- STATED TASK: Copy the data below with "deck support post" changed to "porch railing post" and everything else left as it is. Leave the pictures out of your answer.

** START GIVEN DATA **

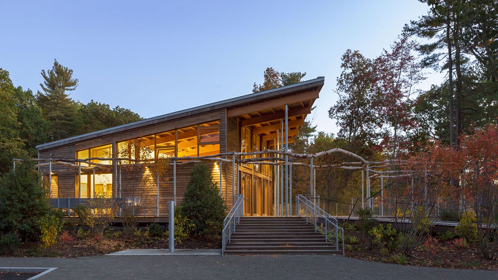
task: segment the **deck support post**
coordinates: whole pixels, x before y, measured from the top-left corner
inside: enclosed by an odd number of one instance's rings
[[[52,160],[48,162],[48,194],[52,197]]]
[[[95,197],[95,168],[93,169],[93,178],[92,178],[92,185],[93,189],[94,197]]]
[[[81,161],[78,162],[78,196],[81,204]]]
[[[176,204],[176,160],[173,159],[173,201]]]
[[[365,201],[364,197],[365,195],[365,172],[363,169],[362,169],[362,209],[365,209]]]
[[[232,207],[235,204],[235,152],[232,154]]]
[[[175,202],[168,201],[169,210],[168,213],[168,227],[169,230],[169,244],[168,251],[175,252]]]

** END GIVEN DATA **

- EXERCISE RESPONSE:
task: segment the **porch railing post**
coordinates: whole pixels, x before y, measured from the top-left corner
inside: enclosed by an odd number of one instance's rings
[[[52,160],[48,162],[48,194],[52,197]]]
[[[95,197],[95,168],[93,169],[93,178],[92,178],[92,185],[93,189],[94,197]]]
[[[81,161],[78,162],[78,196],[81,204]]]
[[[176,204],[176,160],[173,159],[173,201]]]
[[[365,201],[364,197],[365,195],[365,172],[363,169],[362,169],[362,209],[365,209]]]
[[[232,207],[235,204],[235,152],[232,154]]]
[[[175,202],[168,201],[169,210],[168,213],[168,227],[169,230],[169,244],[168,251],[175,252]]]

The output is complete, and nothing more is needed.